--- Extract ---

FIG. 9 shows how the levels in the storage tank 28 (dotted line) and in the tub 10 (solid line) change after the two-port valve 32 is opened. Point A in the diagram relates to when water inside the storage tank 28 and inside the washing tub (10) reach the same level, while point B shows the final water level reached in the tub 10 at the end of the laundry soaking phase.

When the two-port valve 32 is closed, the auxiliary pump 22 is switched off and some fresh water is taken from the tap through the detergent dispenser (not shown), to deliver the detergent to the wash unit 10. Only part of the water required is taken from the tap, because most of it has been taken from the storage tank 28, allowing a substantial water saving. At this point the situation is again as in step one above.

FIGS. 5 and 6 show the configuration of the hydraulic circuit tested by the applicant. Such solution allows the use of a storage plastic tank 28 of about 13,5 liter placed on the back side of the tub 10. The storage tank 28 is advantageously made by means of blow-molding or rotational-molding.

It is clear from FIGS. 5 and 6 how the hydraulic system according to the present invention allows a very easy installation by exploiting free spaces around the tub. The position of the storage tank 28 (with a bottom lower than the bottom portion of the tub 10) which faces a zone where the motor and transmission (not shown) are placed (either with traditional belt-pulley transmission or direct drive) allows also a further reduction of possible noises thereof. In FIG. 5 it is shown a nozzle 20a of the recirculation line 20 by which spray washing can be carried out during washing cycle. In FIG. 5 it is also shown a usual automatic ball valve 60 placed between the discharge line 12 and the tub 10 for avoiding any waste of detergent to the drain.

The hydraulic configuration layout according to the invention allows solving several problems that could limit the operability of the water reuse system.

The use of an auxiliary pump 22 as a recirculation pump allows considering not relevant the water storage tank position referred to the wash unit 10. Indeed if the water storage tank 28 has a lower level which is not higher than the upper level of water in the wash unit 10 an incomplete draining of the storage tank 28 can occur. FIG. 2 highlights the situation due the communicating vessels phenomena.

With the recirculation pump 22 in combination with the two-port valve 32 this issue can be solved. To drain completely the tank, at first the two-port valve 32 is switched on. Then, by the recirculation pump 22 the water is conducted directly on the load. The load absorption avoids the water refill in the circuit. Without the auxiliary pump 22 the only way to drain the storage tank 28 is by gravity and this constrains to have the tank 28 in an upper position.

---

**Requirements**
a. Answer these questions about the washing machine excerpt, one per line:
(i) By what methods is the storage tank made?
(ii) What does point B in FIG. 9 show?
(iii) Without the auxiliary pump, what is the only way to drain the storage tank?
b. Reproduce the part of the washing machine excerpt starting at "The use of an" and ending at "communicating vessels phenomena.".
The lines after this point come from a different source.

--- Source material ---

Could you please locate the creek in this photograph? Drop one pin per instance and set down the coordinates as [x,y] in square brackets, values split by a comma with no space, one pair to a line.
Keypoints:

---

**Task-by-task answers**
a.
(i) Blow-molding or rotational-molding.
(ii) The final water level reached in the tub 10 at the end of the laundry soaking phase.
(iii) By gravity.

b.
The use of an auxiliary pump 22 as a recirculation pump allows considering not relevant the water storage tank position referred to the wash unit 10. Indeed if the water storage tank 28 has a lower level which is not higher than the upper level of water in the wash unit 10 an incomplete draining of the storage tank 28 can occur. FIG. 2 highlights the situation due the communicating vessels phenomena.